# REQUIRED WORK
Without the images, output each record below as it stands.

# INPUT RECORDS
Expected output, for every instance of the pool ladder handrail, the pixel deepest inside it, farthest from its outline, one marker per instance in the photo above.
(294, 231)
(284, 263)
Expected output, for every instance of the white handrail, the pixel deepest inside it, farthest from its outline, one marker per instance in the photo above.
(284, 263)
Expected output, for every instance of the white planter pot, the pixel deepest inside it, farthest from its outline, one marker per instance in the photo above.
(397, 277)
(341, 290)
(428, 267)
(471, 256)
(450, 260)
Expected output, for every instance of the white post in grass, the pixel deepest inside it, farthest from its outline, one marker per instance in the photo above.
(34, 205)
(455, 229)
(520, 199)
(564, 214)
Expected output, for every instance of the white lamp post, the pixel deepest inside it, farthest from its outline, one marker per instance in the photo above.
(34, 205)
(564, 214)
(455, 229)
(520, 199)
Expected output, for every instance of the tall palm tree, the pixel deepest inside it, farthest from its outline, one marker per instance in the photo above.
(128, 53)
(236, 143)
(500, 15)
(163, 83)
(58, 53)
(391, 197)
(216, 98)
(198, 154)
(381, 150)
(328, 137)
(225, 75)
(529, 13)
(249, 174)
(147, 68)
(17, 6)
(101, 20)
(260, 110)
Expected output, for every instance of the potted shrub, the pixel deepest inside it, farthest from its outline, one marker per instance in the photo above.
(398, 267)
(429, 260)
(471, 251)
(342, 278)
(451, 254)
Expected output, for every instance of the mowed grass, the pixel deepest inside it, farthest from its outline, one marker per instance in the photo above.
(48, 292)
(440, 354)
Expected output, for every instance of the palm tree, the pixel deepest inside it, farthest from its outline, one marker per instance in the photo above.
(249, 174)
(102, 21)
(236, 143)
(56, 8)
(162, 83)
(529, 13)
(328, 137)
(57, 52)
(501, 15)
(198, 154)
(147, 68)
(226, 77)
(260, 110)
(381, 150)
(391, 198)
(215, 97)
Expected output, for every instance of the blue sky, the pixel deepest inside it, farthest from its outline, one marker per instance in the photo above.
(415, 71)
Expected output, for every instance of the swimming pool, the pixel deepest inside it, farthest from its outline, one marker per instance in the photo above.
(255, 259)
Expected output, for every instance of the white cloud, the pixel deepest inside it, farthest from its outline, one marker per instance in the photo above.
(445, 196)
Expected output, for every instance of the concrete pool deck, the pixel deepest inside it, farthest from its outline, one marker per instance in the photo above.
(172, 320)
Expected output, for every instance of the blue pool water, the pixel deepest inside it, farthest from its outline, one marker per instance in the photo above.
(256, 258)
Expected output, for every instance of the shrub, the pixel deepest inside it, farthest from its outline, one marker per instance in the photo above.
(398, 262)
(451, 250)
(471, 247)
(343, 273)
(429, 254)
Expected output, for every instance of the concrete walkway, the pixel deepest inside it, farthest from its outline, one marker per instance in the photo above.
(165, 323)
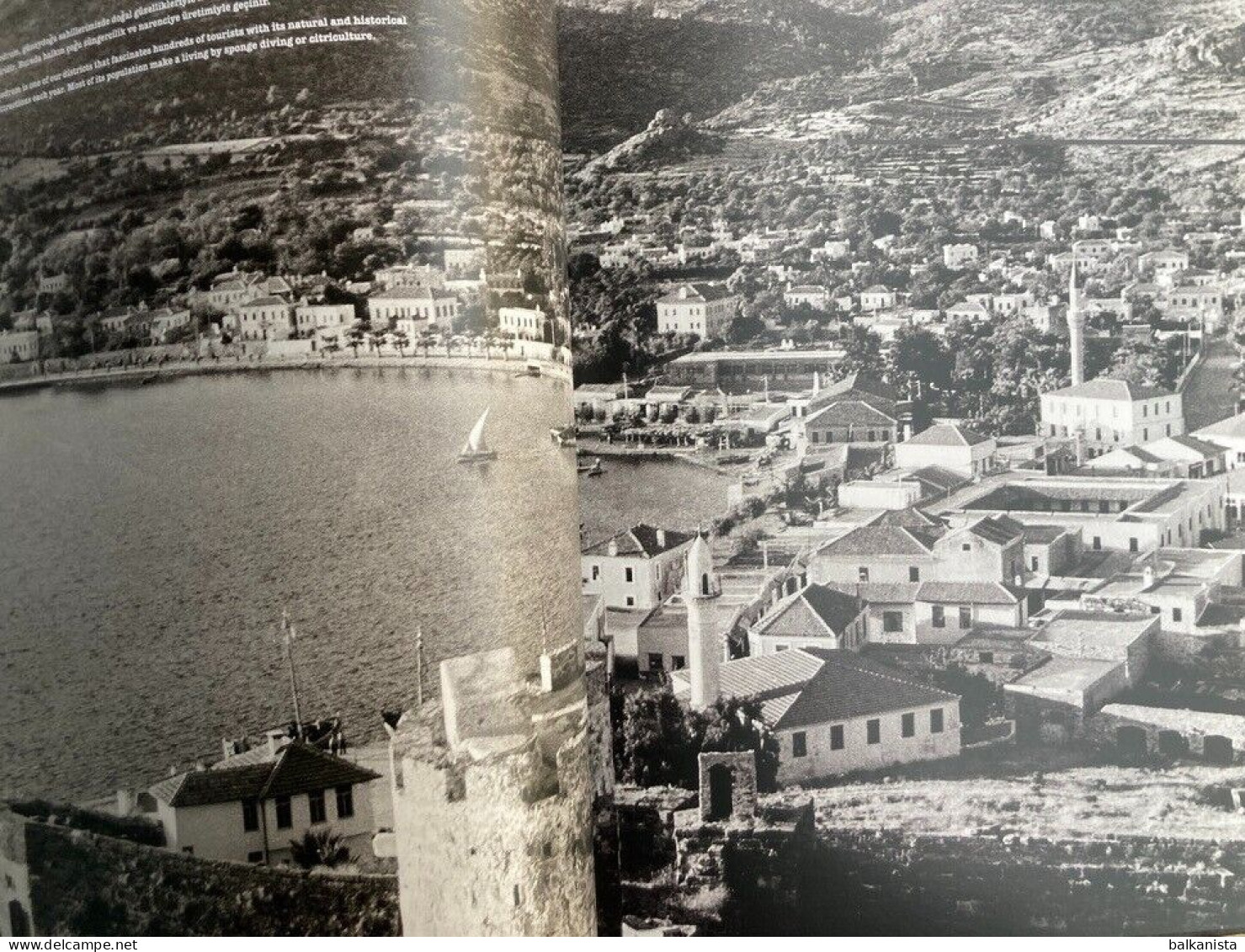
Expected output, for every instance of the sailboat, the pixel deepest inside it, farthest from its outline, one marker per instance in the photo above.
(476, 449)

# COMPLETE OUTPUT
Expected output, for every instance of the pool ladder handrail, the pixel deepest inside it, farthest from its outline, one marker per instance in the photo above.
(294, 231)
(284, 263)
Expected output, for every instance of the white handrail, the pixel deepest inside it, farthest from its outline, one marker per instance in the photo above.
(284, 263)
Expected output, for every instance of the white planter pot, the pixel deepest inside it, farthest from its outline, one marker per instance in the photo above.
(397, 277)
(341, 290)
(428, 267)
(471, 256)
(450, 260)
Expected output, for every instance of the white post in grass, the pixel deepest inside it, farthest from its outline, one marker per instance in the photo above.
(34, 205)
(455, 229)
(520, 199)
(564, 214)
Expected output, for every instance of the white lamp post, the pixel deepest inside it, farthest from its outline, one marker per instance in the photo above.
(34, 205)
(564, 214)
(455, 229)
(520, 199)
Expected output, for every instance of the tall palm tree, the pixel deepest inside it, farthest from its outline, one marker per instance in the photo above.
(128, 53)
(236, 143)
(500, 15)
(163, 83)
(58, 53)
(391, 197)
(216, 98)
(198, 154)
(381, 150)
(328, 137)
(225, 75)
(529, 13)
(249, 174)
(147, 68)
(17, 6)
(101, 20)
(260, 110)
Expected output, for every instance of the potted shrub, the pixel deepest inside it, farthest from its outline, one marker per instance in the photo above.
(398, 267)
(429, 260)
(471, 251)
(342, 278)
(451, 254)
Expected output, for every instance of the mowed grass, the pixel deepest inside it, farthest from its outline, one marker per instance in the photo above.
(48, 292)
(440, 354)
Expected output, for every instance of the palm tree, the pixel deepest inside it, farthest from its outline, one marker per instance in the photo above.
(249, 174)
(102, 21)
(236, 143)
(56, 8)
(162, 83)
(529, 13)
(328, 137)
(57, 52)
(501, 15)
(198, 154)
(147, 68)
(226, 77)
(260, 110)
(381, 150)
(391, 198)
(215, 97)
Expected output, for every instance of the blue sky, the pixel deepest inside it, farthest from its outline, one marker per instance in the photo above.
(415, 71)
Expected output, for every instance of the swimming pool, the pixel deepest inside it, farthest from its outline, one marker per instance in the photo above.
(255, 259)
Expected output, for every instance of the white cloud, the pixel deepest inside it, farthest from its outline, one marker per instance in the photo above.
(445, 196)
Expected output, for every instance of the concrete pool deck, the pixel deepest inside it, farthest from its outline, one marker per instance in the photo above.
(172, 320)
Expected output, for every instance of the blue pool water, the pixel deepest inside it, farthest from its outline, one marker per instance in the photo above.
(256, 258)
Expected output, for every instance of the shrub, the pixel deepest inside it, farthest from its outline, one marker per instance in the photo above.
(398, 262)
(451, 250)
(471, 247)
(343, 273)
(429, 254)
Expected output, for every instance of the concrete walkway, the pixel deepest inside it, farthest from its outline, one marker per instance in the photo above.
(165, 323)
Expected output, for every instance of the sailboat, the pixel deepest inside it, farthest from its outline, one marker per instance in the photo above.
(476, 449)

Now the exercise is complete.